TASK ITEM:
What are the lines, written out exactly, from the one containing "Where is the man's ear" to the end of the entries below? Include both ends and nothing more.

Text-to-region grounding data:
_ _ _

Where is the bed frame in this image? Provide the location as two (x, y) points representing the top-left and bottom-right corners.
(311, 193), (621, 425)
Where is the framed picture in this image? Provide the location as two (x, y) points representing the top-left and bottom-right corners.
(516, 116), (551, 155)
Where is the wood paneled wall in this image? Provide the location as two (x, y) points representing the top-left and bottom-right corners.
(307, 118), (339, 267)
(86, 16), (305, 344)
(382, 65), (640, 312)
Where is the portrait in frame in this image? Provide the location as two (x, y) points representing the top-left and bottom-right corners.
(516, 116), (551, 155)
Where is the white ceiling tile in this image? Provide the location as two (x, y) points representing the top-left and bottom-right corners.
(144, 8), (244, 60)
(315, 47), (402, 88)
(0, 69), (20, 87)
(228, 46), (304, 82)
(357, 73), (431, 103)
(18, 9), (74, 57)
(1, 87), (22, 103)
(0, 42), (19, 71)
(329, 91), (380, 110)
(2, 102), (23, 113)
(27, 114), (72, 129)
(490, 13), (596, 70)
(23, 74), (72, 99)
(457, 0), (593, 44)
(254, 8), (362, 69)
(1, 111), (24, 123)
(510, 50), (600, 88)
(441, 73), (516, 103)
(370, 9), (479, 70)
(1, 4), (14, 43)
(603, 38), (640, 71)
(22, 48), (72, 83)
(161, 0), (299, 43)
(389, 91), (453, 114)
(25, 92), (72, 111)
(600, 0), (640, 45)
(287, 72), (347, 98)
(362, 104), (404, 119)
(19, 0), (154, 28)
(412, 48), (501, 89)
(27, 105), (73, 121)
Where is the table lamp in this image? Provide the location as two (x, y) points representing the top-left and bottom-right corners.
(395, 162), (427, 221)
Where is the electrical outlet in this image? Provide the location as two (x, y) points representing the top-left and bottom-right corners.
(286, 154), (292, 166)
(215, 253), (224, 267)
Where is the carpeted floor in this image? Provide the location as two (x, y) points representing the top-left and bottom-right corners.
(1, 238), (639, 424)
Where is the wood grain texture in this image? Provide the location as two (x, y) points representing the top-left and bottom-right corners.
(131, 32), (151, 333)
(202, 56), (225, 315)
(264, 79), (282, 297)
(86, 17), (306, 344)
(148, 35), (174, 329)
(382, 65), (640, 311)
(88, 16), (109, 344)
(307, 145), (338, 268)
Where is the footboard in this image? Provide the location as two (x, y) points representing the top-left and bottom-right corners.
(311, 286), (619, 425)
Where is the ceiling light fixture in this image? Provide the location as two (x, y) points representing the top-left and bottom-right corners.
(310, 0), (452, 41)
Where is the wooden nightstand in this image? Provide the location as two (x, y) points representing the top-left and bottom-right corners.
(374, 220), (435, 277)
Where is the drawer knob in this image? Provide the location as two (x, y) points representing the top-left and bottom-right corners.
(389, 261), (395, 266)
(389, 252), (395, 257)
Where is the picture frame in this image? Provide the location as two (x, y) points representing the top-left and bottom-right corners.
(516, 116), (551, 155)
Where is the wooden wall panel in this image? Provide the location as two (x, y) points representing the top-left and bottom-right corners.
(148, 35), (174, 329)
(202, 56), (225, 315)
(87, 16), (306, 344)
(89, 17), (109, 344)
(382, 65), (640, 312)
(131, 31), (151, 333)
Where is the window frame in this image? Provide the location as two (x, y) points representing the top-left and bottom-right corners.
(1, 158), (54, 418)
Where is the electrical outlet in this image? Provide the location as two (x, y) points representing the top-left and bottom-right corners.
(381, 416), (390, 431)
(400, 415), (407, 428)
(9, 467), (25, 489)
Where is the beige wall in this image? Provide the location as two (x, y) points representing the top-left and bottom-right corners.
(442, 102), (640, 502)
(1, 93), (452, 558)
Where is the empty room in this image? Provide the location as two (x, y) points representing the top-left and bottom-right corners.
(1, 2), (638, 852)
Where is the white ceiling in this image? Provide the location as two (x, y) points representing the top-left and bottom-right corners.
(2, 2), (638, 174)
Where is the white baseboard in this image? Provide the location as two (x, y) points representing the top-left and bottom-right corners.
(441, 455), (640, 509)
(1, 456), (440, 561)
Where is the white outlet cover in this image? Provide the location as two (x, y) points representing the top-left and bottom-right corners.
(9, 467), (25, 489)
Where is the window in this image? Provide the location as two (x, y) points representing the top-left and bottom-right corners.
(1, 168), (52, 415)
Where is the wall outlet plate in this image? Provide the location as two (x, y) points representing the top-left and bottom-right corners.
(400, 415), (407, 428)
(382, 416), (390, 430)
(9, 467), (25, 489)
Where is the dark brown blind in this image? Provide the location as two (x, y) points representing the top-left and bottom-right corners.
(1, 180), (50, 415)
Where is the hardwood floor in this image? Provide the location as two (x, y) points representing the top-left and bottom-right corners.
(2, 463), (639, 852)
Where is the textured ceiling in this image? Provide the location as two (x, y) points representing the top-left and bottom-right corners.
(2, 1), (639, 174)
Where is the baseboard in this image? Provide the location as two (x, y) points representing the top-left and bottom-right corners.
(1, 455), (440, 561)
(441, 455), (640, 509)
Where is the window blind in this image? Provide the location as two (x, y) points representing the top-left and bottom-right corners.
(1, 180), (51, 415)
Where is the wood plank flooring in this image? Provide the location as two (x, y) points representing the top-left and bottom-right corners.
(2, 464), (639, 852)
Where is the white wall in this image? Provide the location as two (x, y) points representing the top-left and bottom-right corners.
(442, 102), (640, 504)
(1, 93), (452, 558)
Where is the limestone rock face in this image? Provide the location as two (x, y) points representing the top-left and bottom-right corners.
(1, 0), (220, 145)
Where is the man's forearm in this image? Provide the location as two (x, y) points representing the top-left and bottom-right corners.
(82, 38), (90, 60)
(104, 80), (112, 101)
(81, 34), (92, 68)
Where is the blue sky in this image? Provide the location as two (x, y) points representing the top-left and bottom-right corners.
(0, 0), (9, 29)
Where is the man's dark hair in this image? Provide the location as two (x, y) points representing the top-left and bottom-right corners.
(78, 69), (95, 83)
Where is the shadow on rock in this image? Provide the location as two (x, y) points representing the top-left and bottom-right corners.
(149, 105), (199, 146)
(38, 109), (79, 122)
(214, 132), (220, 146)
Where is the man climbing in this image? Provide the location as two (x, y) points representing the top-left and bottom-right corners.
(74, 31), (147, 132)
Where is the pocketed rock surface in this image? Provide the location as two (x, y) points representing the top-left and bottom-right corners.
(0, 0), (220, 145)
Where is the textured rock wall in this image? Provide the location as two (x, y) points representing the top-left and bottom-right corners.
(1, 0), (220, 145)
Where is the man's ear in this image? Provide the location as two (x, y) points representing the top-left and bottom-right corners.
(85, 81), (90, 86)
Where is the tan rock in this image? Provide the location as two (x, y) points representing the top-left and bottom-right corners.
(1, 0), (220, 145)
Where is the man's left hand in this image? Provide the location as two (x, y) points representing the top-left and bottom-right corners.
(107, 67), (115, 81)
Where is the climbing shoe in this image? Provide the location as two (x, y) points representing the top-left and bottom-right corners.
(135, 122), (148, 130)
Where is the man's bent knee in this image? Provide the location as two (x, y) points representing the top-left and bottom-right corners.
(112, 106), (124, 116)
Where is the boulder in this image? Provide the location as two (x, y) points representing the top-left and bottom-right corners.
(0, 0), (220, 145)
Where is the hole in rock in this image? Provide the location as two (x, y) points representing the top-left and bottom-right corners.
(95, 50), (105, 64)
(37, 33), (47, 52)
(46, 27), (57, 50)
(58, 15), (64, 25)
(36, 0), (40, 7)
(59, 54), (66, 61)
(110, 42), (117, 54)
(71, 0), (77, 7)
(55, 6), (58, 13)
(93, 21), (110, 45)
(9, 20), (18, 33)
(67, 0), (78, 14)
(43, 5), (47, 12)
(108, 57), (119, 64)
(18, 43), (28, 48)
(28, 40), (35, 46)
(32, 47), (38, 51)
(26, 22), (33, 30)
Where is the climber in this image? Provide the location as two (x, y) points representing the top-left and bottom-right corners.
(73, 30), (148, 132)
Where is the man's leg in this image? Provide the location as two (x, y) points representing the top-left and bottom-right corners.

_ _ _

EXERCISE RESPONSE:
Where is the man's ear in this image? Provide the location as two (x, y) points representing the top-left and bottom-right corners.
(85, 81), (90, 86)
Where is the tan rock in this image? Provide the location as two (x, y) points representing the top-left and bottom-right corners.
(1, 0), (220, 145)
Where is the man's left hand in this image? Provide the location as two (x, y) points representing the top-left and bottom-right corners.
(107, 67), (115, 81)
Where is the climbing shoe in this image? Provide the location as two (x, y) points representing the top-left and bottom-right corners.
(135, 122), (148, 130)
Where is the man's bent knee in this image? Provide the location as two (x, y) points representing the top-left and bottom-right corners.
(112, 106), (124, 116)
Where is the boulder in this image? Provide the location as two (x, y) points representing the top-left and bottom-right corners.
(0, 0), (220, 145)
Where is the hole in rock in this image? Provide the location as two (x, y) points representing the top-left and bottom-right corners.
(95, 50), (105, 64)
(37, 33), (47, 52)
(46, 27), (57, 50)
(58, 15), (64, 25)
(36, 0), (40, 7)
(59, 54), (66, 61)
(110, 42), (117, 54)
(71, 0), (77, 7)
(55, 6), (58, 13)
(93, 21), (110, 45)
(9, 20), (18, 33)
(67, 0), (78, 14)
(43, 5), (47, 12)
(108, 57), (119, 64)
(18, 43), (28, 48)
(28, 40), (35, 46)
(32, 47), (38, 51)
(26, 22), (33, 30)
Where is the climber in this image? Provide the location as two (x, y) points representing the top-left and bottom-right corners.
(73, 30), (148, 132)
Where is the man's leg in this image? Provide the location as two (x, y) points representing the top-left and bottom-right corners.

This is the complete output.